===== Kaynak

Cudi'nin insanlık için anlamı bir yana, Kürtler için önemi, anlamı çok farklı. Kürt anaları her sabah gün doğumunda Cudi'ye yüzlerini döner, Cudi'den yükselen güneşe dua ederler. Onlar için Cudi tüm muratların babasıdır. İnsanın muradı neyse Cudi'ye dönerek ister. Zira Cudi kimin ne muradı varsa gerçekleşmesi için gerekli güce sahiptir. Cudi murad arayanlara kucak açar, güç verir, korur.
Bütün sarp, asi, inatçı yapısına, karakterine rağmen Cudi insanlara murad dağıtan, yol gösteren mekandır. O ne zaman ki insanlar zorlanırsa, imdadına koşan, ölüme karşı hep yaşam üreten, Azrail'le savaşan, tanrılara kafa tutarak insanı yücelten coğrafyadır. Yeryüzünde ayak basıp yaşayabilecek başka hiç bir yer bulamadığında imdadına koşup insanlığa yer yurt olan ana kadındır Cudi. Ve bağrından insanlığı yaratan verimli hilalin ana kaynağıdır Cudi.
İşte insanlığa beşik, yaşama kaynak Cudi'nin çocuğudur Adıl Bilika. Özgürlük mücadelesine, Kürt halkına, insanlığa kendini adayan otuz beş yılık ömrün hikayesidir Cudi’li Adıl yoldaşın hikayesi. Bunca kendini adaması, halkının, özgürlüğün hizmetine sunması, Cudi'yle özdeş karakterinin, yapısının, kişiliğinin gereğidir. Oda tıpkı Cudi gibi kendini halkına, insanlığa, özgür yaşama adamış, o uğurda yaşamış ve insanlığa mal olmuştur. Cudi’li olarak Adıl yoldaş gerçek bir özgürlükçüydü. Hayatını özgürlük değerlerini korumaya adamış gerçek bir devrimciydi.

==========
===== Sağlanan bilgiler

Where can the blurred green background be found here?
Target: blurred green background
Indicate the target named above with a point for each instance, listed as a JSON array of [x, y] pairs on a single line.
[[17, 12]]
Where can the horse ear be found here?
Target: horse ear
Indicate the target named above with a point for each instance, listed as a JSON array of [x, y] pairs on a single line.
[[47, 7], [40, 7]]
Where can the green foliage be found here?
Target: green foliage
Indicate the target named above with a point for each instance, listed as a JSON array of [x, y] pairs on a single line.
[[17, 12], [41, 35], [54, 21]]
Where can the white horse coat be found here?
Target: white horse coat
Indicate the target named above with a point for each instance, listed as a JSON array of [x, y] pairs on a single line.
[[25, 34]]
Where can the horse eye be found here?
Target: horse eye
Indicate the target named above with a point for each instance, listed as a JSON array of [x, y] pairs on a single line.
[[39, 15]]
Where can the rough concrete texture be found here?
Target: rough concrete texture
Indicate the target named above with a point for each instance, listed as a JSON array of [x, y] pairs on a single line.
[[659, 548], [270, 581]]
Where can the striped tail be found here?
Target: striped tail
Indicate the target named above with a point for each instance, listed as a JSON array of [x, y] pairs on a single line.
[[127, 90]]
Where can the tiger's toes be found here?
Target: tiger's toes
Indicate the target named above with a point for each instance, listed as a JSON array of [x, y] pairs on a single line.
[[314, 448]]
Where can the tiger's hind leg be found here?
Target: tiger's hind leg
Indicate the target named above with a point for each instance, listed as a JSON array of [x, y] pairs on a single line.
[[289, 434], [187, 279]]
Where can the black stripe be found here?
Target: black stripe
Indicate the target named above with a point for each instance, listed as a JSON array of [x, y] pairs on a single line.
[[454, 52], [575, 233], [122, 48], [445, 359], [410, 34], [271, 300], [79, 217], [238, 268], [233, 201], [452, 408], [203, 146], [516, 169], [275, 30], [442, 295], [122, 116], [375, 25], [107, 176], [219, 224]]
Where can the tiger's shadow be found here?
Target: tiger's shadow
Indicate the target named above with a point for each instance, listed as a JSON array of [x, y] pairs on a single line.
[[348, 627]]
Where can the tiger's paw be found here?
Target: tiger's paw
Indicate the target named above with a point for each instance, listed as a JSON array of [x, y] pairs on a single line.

==========

### Alıştırmanın amacı
Cudi'yi anlatan metinden "Bütün sarp, asi, inatçı" ifadesiyle başlayıp "ana kaynağıdır Cudi." ifadesiyle biten bölümü hiç değiştirmeden alıntılayın.

### Çıktı
Bütün sarp, asi, inatçı yapısına, karakterine rağmen Cudi insanlara murad dağıtan, yol gösteren mekandır. O ne zaman ki insanlar zorlanırsa, imdadına koşan, ölüme karşı hep yaşam üreten, Azrail'le savaşan, tanrılara kafa tutarak insanı yücelten coğrafyadır. Yeryüzünde ayak basıp yaşayabilecek başka hiç bir yer bulamadığında imdadına koşup insanlığa yer yurt olan ana kadındır Cudi. Ve bağrından insanlığı yaratan verimli hilalin ana kaynağıdır Cudi.